**TASK GOAL**. Copy the listing below, replacing "thin" with "slender" and keeping every other part unchanged.
.....
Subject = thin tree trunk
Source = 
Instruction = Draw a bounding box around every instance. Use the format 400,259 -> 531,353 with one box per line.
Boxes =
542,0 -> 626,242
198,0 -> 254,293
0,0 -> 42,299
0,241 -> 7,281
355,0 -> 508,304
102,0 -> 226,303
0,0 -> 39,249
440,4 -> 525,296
.....
**RESPONSE TO THE TASK**.
Subject = slender tree trunk
Source = 
Instruction = Draw a bounding box around every instance. Use the format 400,259 -> 531,353 with one box per line.
Boxes =
542,0 -> 626,242
198,0 -> 254,293
0,0 -> 42,299
0,241 -> 7,281
355,0 -> 508,304
102,0 -> 226,303
0,0 -> 39,249
440,4 -> 525,296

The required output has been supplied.